* **Written instruction**: Please copy the material below word for word, from the line containing "of the loading" through the end of the material, including both the first and last lines.
====
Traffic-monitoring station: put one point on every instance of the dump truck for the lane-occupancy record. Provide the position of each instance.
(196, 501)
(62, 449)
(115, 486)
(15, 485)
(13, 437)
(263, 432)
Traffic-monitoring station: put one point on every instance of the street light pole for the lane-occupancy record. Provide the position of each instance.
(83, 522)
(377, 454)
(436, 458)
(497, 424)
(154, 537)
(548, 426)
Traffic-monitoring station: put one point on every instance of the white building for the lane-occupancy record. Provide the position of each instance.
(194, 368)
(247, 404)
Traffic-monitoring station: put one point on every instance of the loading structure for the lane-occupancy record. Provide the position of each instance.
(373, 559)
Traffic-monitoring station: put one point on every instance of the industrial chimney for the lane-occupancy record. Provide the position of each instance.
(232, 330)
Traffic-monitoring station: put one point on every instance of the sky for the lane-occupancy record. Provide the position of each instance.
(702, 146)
====
* **Full answer**:
Traffic-monitoring station: put one point on every instance of the loading structure for the lane-occupancy record. Provide the position of each instance.
(373, 559)
Traffic-monitoring station: put one point on every instance of the industrial chimney for the lane-occupancy record. Provide the position of each instance.
(232, 330)
Traffic-monitoring station: put one point on every instance of the sky for the lane-occupancy record. Provide the position of each instance.
(702, 146)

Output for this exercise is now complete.